TASK REQUIREMENTS:
Pull out every line of the material below that contains the string "guardrail". Treat uppercase and lowercase letters as different.

========

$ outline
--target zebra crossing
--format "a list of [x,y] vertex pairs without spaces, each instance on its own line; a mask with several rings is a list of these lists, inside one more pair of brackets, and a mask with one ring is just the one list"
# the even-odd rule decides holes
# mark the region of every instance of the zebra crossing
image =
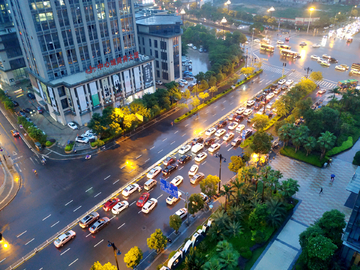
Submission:
[[[267,70],[270,72],[274,72],[274,73],[278,73],[278,74],[282,74],[283,70],[281,67],[276,67],[276,66],[270,66],[267,64],[263,64],[261,67],[263,70]],[[288,79],[292,79],[295,82],[300,81],[301,78],[303,78],[305,76],[305,74],[302,74],[298,71],[291,71],[288,68],[284,68],[284,75],[288,75]],[[326,89],[331,89],[336,87],[336,82],[334,81],[330,81],[327,79],[321,80],[321,81],[316,81],[316,84],[320,85],[320,87],[322,88],[326,88]]]

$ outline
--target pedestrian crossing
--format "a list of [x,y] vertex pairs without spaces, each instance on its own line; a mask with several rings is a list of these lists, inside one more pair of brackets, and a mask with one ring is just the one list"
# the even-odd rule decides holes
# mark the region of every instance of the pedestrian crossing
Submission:
[[[270,72],[283,74],[283,70],[280,67],[263,64],[261,68],[263,70],[267,70]],[[294,80],[294,82],[299,82],[301,80],[301,78],[303,78],[305,76],[305,74],[302,74],[298,71],[292,71],[288,68],[284,68],[284,75],[288,75],[287,78]],[[336,83],[334,81],[330,81],[327,79],[324,79],[321,81],[316,81],[315,83],[320,85],[321,88],[326,88],[326,89],[332,89],[332,88],[336,87]]]

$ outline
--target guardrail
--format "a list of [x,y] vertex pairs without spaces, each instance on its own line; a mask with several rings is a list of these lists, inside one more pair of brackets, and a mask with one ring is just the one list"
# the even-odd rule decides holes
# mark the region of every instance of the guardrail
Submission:
[[[263,90],[261,89],[259,92],[257,92],[256,94],[254,94],[251,98],[256,97],[257,95],[259,95]],[[246,106],[246,102],[243,102],[240,104],[240,106]],[[208,125],[203,131],[201,131],[198,135],[202,135],[204,133],[205,130],[209,129],[210,127],[212,127],[213,125],[215,125],[217,122],[225,119],[226,117],[228,117],[230,114],[233,114],[235,111],[237,110],[237,108],[233,109],[232,111],[230,111],[229,113],[227,113],[226,115],[224,115],[223,117],[217,119],[216,121],[214,121],[213,123],[211,123],[210,125]],[[47,247],[49,244],[51,244],[55,238],[57,236],[59,236],[62,233],[65,233],[66,231],[68,231],[69,229],[75,227],[78,222],[81,220],[82,217],[90,214],[91,212],[96,211],[97,209],[100,209],[101,206],[106,203],[110,198],[116,197],[117,195],[120,195],[122,190],[127,187],[130,184],[136,183],[137,181],[139,181],[143,176],[145,176],[147,174],[147,172],[149,170],[151,170],[152,168],[158,166],[159,164],[161,164],[162,161],[164,161],[168,156],[173,155],[174,153],[178,152],[180,150],[180,148],[185,145],[188,144],[189,142],[191,142],[192,138],[190,138],[189,140],[187,140],[186,142],[184,142],[183,144],[181,144],[180,146],[178,146],[177,148],[175,148],[173,151],[171,151],[168,155],[164,156],[163,158],[161,158],[160,160],[158,160],[157,162],[155,162],[153,165],[151,165],[150,167],[148,167],[147,169],[145,169],[144,171],[142,171],[141,173],[139,173],[136,177],[134,177],[131,181],[129,181],[128,183],[126,183],[125,185],[121,186],[119,189],[117,189],[115,192],[113,192],[110,196],[108,196],[107,198],[105,198],[104,200],[102,200],[100,203],[98,203],[96,206],[94,206],[93,208],[91,208],[90,210],[88,210],[87,212],[85,212],[83,215],[81,215],[80,217],[78,217],[77,219],[75,219],[73,222],[71,222],[69,225],[67,225],[65,228],[63,228],[62,230],[58,231],[56,234],[54,234],[53,236],[51,236],[50,238],[48,238],[46,241],[44,241],[42,244],[40,244],[38,247],[36,247],[35,249],[33,249],[31,252],[27,253],[25,256],[21,257],[21,259],[19,259],[18,261],[16,261],[14,264],[12,264],[11,266],[9,266],[7,269],[15,269],[18,266],[20,266],[21,264],[23,264],[24,262],[26,262],[27,260],[29,260],[32,256],[34,256],[36,253],[38,253],[39,251],[41,251],[42,249],[44,249],[45,247]]]

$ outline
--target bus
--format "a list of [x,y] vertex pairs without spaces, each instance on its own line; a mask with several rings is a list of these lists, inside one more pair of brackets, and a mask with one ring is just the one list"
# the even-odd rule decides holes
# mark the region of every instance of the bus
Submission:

========

COMPLETED TASK:
--target guardrail
# mark the region of every instance of the guardrail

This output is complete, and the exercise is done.